> **SOURCE MATERIAL**:
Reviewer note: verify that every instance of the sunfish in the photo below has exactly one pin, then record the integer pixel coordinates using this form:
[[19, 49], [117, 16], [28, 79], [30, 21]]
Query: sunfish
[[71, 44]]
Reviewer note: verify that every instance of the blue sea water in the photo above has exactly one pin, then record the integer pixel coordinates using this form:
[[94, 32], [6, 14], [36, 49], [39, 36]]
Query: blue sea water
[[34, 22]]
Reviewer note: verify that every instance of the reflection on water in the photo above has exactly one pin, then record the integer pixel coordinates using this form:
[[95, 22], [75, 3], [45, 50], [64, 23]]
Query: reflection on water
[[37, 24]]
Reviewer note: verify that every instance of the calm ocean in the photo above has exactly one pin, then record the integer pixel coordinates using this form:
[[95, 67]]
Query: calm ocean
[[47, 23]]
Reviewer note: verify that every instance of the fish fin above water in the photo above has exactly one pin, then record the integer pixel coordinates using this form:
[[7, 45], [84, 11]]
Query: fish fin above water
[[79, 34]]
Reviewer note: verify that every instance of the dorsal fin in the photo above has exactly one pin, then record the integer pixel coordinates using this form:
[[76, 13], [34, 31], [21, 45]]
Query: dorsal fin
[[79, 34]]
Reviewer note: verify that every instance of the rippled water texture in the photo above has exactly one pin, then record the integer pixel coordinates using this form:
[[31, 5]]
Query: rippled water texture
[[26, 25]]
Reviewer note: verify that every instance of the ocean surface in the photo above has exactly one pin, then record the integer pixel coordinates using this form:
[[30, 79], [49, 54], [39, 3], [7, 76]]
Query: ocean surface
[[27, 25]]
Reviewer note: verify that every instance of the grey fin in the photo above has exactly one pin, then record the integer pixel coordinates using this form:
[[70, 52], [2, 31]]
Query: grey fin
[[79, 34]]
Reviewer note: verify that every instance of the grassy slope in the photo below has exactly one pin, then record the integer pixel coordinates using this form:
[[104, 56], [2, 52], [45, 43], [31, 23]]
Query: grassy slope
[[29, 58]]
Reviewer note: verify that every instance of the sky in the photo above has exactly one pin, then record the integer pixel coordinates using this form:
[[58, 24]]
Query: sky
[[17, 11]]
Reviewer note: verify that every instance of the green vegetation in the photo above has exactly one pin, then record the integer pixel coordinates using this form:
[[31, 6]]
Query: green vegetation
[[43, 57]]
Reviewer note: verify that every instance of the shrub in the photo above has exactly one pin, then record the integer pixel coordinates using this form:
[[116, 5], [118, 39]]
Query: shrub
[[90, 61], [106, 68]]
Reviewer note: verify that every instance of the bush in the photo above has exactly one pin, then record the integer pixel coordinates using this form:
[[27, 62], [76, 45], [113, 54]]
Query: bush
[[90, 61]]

> **INSTRUCTIONS TO FOLLOW**:
Exactly as they appear above, return all of the records.

> **ANSWER BELOW**:
Reviewer note: verify that every instance of the sunfish in the photo below has exactly one pin, then record the integer pixel coordinates using this form:
[[19, 49], [117, 16], [28, 79], [30, 21]]
Query: sunfish
[[71, 44]]
Reviewer note: verify that every instance of the blue sea water in the photo above has exactly one pin, then record the integer pixel coordinates using this form:
[[94, 32], [6, 14], [36, 49], [39, 36]]
Query: blue sea water
[[34, 22]]
Reviewer note: verify that every instance of the reflection on water in the photo above has exactly one pin, then record the integer pixel coordinates using this form:
[[95, 22], [75, 3], [45, 50], [64, 23]]
Query: reflection on water
[[37, 24]]
Reviewer note: verify that every instance of the calm ocean in the photo above has exactly one pin, then record the integer pixel coordinates using this form:
[[95, 67]]
Query: calm ocean
[[47, 23]]
Reviewer note: verify that every instance of the fish fin above water in the photo above has exactly one pin, then record the integer pixel coordinates using this form:
[[7, 45], [84, 11]]
Query: fish fin above water
[[79, 34]]
Reviewer note: verify that every instance of the dorsal fin in the photo above has exactly one pin, then record the integer pixel coordinates using this form:
[[76, 13], [34, 31], [21, 45]]
Query: dorsal fin
[[79, 34]]
Reviewer note: verify that every instance of the rippled water texture in the photo above has exactly one pin, then record the integer pixel coordinates using this form:
[[31, 5]]
Query: rippled water texture
[[26, 25]]
Reviewer note: verify that every instance of the ocean surface in the photo above has exactly one pin, then record the integer pixel coordinates using this form:
[[30, 79], [49, 54], [39, 3], [7, 76]]
Query: ocean surface
[[27, 25]]
Reviewer note: verify that every instance of the grey fin in the photo above has exactly one pin, then record the integer pixel coordinates using this form:
[[70, 52], [2, 31]]
Query: grey fin
[[79, 34]]
Reviewer note: verify that every instance of the grassy slope in the photo below has exactly one pin, then record the integer pixel coordinates using this form:
[[104, 56], [2, 52], [45, 43], [31, 23]]
Query: grassy slope
[[29, 58]]
Reviewer note: verify that every instance of the sky in the photo above has exactly one pin, then record the integer pixel coordinates using this form:
[[58, 24]]
Query: sky
[[17, 11]]
Reviewer note: verify that every instance of the green vegetation in the photo above has exactly one pin, then record the integer pixel coordinates using this form:
[[31, 6]]
Query: green vegetation
[[43, 57]]
Reviewer note: verify that every instance of the shrub in the photo above has exactly one pin, then record the integer pixel coordinates using this form:
[[116, 5], [118, 39]]
Query: shrub
[[90, 61], [106, 68]]
Reviewer note: verify that every instance of the bush in the photo above has exactly one pin, then record the integer pixel coordinates using this form:
[[27, 62], [76, 45], [113, 54]]
Query: bush
[[90, 61]]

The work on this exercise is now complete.